Collected data entries
========
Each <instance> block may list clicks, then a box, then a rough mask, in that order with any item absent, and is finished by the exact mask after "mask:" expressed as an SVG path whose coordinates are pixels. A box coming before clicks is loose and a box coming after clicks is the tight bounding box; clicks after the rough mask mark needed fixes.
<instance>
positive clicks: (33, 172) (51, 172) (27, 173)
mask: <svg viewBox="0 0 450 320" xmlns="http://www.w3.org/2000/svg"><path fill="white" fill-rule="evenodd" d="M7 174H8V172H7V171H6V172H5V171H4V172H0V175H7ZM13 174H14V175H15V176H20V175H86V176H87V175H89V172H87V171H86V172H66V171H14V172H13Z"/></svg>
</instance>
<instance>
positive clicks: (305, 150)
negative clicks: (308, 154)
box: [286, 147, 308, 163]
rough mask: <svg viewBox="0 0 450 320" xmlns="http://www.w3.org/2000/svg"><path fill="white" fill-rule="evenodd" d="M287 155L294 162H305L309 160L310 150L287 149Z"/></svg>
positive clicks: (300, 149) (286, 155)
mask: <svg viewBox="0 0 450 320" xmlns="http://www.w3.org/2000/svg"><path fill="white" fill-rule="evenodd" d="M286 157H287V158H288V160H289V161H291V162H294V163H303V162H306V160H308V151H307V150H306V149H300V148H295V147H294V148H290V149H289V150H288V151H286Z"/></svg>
========
Problem requirements: Starting at the line that contains "</instance>" and stopping after the line that contains "rough mask: <svg", write out every line exactly as it appears above, and no other line.

Result:
</instance>
<instance>
positive clicks: (305, 150)
negative clicks: (308, 154)
box: [286, 147, 308, 163]
rough mask: <svg viewBox="0 0 450 320" xmlns="http://www.w3.org/2000/svg"><path fill="white" fill-rule="evenodd" d="M287 155L294 162H305L309 160L310 150L287 149Z"/></svg>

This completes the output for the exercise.